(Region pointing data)
※ ※ ※
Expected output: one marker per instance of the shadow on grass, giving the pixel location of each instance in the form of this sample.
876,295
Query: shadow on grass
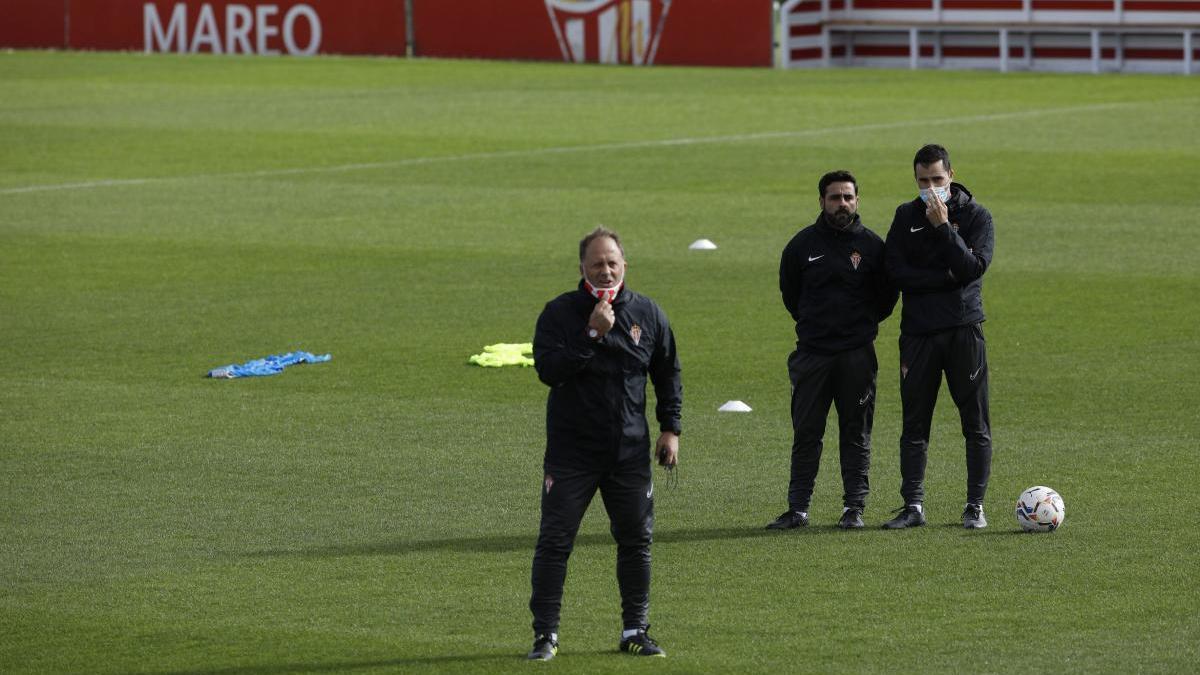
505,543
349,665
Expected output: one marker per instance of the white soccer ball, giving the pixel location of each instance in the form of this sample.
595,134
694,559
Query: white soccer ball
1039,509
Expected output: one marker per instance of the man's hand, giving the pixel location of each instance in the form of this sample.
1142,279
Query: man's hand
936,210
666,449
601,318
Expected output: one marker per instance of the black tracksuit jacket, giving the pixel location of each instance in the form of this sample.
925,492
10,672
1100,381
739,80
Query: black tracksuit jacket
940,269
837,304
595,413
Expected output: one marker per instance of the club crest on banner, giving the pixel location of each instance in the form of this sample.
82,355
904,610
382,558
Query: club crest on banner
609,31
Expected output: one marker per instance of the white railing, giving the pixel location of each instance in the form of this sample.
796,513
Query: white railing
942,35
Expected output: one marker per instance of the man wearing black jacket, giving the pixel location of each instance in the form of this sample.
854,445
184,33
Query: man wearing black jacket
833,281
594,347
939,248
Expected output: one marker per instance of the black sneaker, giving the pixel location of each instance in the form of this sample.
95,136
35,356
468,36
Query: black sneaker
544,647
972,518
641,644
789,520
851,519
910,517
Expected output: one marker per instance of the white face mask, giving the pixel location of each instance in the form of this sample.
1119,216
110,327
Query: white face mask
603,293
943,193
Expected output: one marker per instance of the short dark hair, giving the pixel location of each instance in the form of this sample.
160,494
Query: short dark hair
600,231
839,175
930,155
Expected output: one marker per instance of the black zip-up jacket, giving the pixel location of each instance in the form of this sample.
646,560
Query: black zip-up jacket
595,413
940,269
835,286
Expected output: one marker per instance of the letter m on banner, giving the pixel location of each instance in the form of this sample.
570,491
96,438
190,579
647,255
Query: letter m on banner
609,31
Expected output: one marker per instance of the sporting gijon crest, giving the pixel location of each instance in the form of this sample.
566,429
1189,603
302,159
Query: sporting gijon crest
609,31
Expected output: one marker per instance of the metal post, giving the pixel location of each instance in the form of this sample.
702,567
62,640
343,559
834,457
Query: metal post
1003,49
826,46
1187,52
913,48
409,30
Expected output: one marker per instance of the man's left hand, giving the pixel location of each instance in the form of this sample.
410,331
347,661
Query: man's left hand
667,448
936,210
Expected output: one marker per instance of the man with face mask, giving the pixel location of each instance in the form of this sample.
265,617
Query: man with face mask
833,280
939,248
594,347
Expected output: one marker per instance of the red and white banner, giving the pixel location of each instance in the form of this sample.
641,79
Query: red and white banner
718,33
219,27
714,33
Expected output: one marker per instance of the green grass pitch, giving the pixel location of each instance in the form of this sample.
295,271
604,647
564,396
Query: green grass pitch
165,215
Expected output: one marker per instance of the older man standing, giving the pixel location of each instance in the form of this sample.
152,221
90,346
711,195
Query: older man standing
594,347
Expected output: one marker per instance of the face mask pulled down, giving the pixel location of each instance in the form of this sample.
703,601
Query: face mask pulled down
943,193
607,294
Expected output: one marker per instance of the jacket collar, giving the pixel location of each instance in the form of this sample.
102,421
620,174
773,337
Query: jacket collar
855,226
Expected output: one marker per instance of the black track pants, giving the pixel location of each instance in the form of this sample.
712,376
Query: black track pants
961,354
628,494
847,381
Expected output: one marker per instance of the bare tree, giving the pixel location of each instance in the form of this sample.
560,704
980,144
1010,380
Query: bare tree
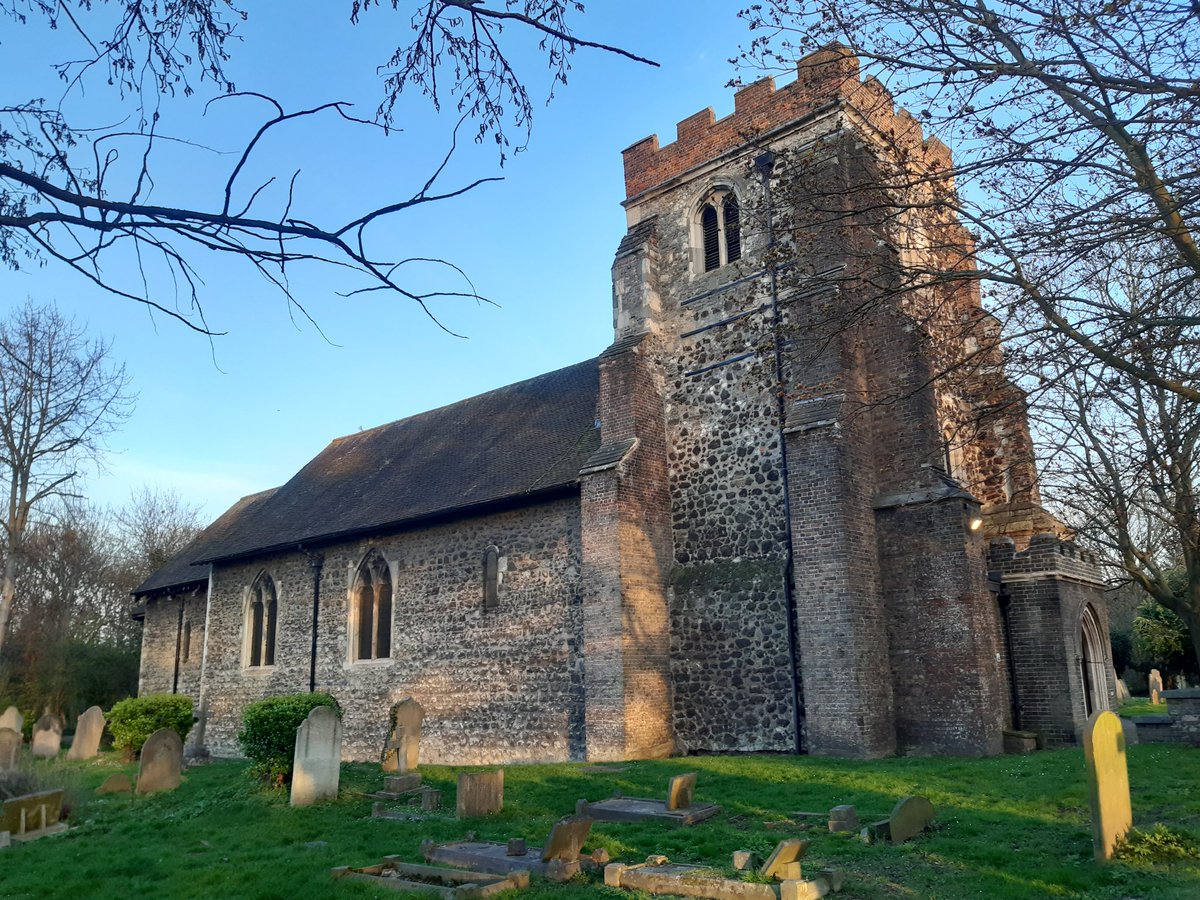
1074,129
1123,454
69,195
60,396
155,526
※ ※ ※
> **What is being asked**: Produce an exact copy of each line of data, skipping embedded images.

> **Task solution**:
Expected output: one marker per instance of the shadow on grass, giving the pixel location of each instance in the form of this sample.
876,295
Query: shadow on grass
505,543
349,665
Expected output: one marker per instance of the white soccer ball, giving the pixel location of each instance in the form of this sample.
595,134
694,559
Query: white soccer ball
1039,509
Expected output: one marker per instance of the man's hand, giving the pixel location of each instance in the form of this sample.
1142,279
Query: man's hand
936,210
666,449
601,318
Expected output: one marker per instance of the black tracksuit jacket, giving the pixel location of each instance in the form of this sample.
925,492
10,672
1100,381
739,80
Query: black tracksuit jacket
940,269
837,304
595,413
Expected output: one marker per instance of the club crest on banner, giving the pixel location of each instance in the form of this sample.
82,355
904,610
382,558
Query: club crest on banner
609,31
Expected output: one marker per instance of the white railing, giving the pixel location of each instance in the form of this sample.
796,513
Query: white railing
942,35
Expected output: one marker per instance of the man wearing black jacket, giving the pixel location of each instance in the form of this sample.
854,445
184,33
Query: man wearing black jacket
833,281
594,347
939,248
Expected output: one marker per instance of the black sneaker, giving the pixel location of each instance in the form of this sample.
95,136
35,356
468,36
Query: black sneaker
544,647
972,518
641,644
789,520
851,519
910,517
Expected output: one marker per instance of the white face mask, giving the pixel location of each instance in the form of this sample.
1119,216
110,327
Query: white face mask
603,293
943,193
Expected output: one marker per instance of the short dark hair, giving the pixel location of each instance in the form of this sample.
160,494
Query: short dark hair
600,231
839,175
930,155
Expected output: one marker per instance of the black zip-up jacket, giving the pixel location of each instance in the form of this sample.
646,560
Query: black zip-up jacket
595,413
940,269
835,286
Expected output: one marker per instance of the letter m on banner, giving the pixel location of each instance in the form of this sample.
570,491
96,438
190,579
647,255
Query: letter m on banner
609,31
Expected output: one marker per instance of the sporting gijon crest, giving the pixel location of each instance in the form of this sample.
566,429
1189,603
302,159
Query: sporting gijon crest
609,31
Expected output: one marker per instance of the metal post, giving the pixel location of each instance in the form of this sample.
702,567
62,640
343,559
834,457
Query: metal post
1003,49
826,46
1187,52
913,48
409,30
Expected output: one marker per instance of the man's left hand, giving the pixel location of each instance in the form of this sample.
410,331
347,661
Query: man's left hand
667,448
936,210
Expected output: one marker per instance of the man with face mask, giving the pixel location of each instance in the form of this sample.
265,617
Query: man with face mask
833,280
939,248
594,347
Expected output: one marker per instance of the red and white banner, giving the pixel location of each instance in the form of this sample.
641,79
Query: red and white banner
718,33
219,27
714,33
Expected output: one marker per instance of the green grass pitch, giving the pixel location of each instance in the form of this sample.
295,271
604,647
564,396
Query: green grass pitch
165,215
Expected output: one marker per instance of the older man standing, giving the pixel location of each instance in the form of this sample.
152,221
90,346
711,195
Query: older man standing
594,347
Expected output: one marker per instance of the face mask pulled down, giving the pixel location of each instance in the form of this sample.
703,601
Query: face mask pulled down
943,193
607,294
Expected output: one marker per instance of the jacket collar, giving the pixel location of each instance in the form of this sample.
102,421
620,174
773,337
Query: jacket collar
855,226
Expected output: one marker per instance of the black track pants, giving the pixel location of each instance in the form of this sample.
712,376
Query: black track pants
961,354
628,494
847,381
Expected output: one marker per instance of the bare tree, giving the pixel location of each instance in the form of this sample.
560,704
980,144
1010,380
Query: bare tree
1074,129
1123,454
69,195
60,396
155,526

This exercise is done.